§ Extracted text
_____
(Revised 3 February 2005)
Article I: Membership
Section 1. Regular Member:
Any person may make application for membership. Subject to the recommendation
of the Membership Committee and final confirmation by the Board of Directors,
any person who has properly executed a membership application may become a
regular member.
Section 2. Student Member:
Upon recommendation of the Membership Committee and final confirmation by
the Board of Directors, any student who has properly executed a membership
application may become a student member.
Section 3. Honorary member:
Upon recommendation of the Membership Committee and final confirmation by
the Board of Directors, an honorary membership may be conferred upon any person
for distinguished achievement or serVice. Honorary membership, conferred for
life will be confirmed by a vote of two-thirds of the voting members present
at any annual meeting.
Section 4. Emeritus Member:
Subject to the recommendation of the Membership Committee and final confirmation
by the Board of Directors, a former regular member in good standing who has
been retired from his/her principal occupation may become an Emeritus Member.
_____
§ Material provided
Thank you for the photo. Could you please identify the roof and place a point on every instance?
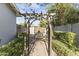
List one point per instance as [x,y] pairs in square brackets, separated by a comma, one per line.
[13,8]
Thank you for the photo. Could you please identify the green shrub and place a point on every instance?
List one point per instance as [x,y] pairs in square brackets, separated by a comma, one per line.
[13,48]
[61,49]
[66,37]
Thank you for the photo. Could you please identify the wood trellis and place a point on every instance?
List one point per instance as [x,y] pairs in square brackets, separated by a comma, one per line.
[39,16]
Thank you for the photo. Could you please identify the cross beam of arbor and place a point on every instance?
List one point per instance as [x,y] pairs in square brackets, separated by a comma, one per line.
[39,16]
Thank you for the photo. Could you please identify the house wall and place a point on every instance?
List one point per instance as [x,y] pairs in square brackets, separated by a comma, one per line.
_____
§ Work to complete
Print the membership bylaws text above in full, word for word.

§ Solution
(Revised 3 February 2005)
Article I: Membership
Section 1. Regular Member:
Any person may make application for membership. Subject to the recommendation
of the Membership Committee and final confirmation by the Board of Directors,
any person who has properly executed a membership application may become a
regular member.
Section 2. Student Member:
Upon recommendation of the Membership Committee and final confirmation by
the Board of Directors, any student who has properly executed a membership
application may become a student member.
Section 3. Honorary member:
Upon recommendation of the Membership Committee and final confirmation by
the Board of Directors, an honorary membership may be conferred upon any person
for distinguished achievement or serVice. Honorary membership, conferred for
life will be confirmed by a vote of two-thirds of the voting members present
at any annual meeting.
Section 4. Emeritus Member:
Subject to the recommendation of the Membership Committee and final confirmation
by the Board of Directors, a former regular member in good standing who has
been retired from his/her principal occupation may become an Emeritus Member.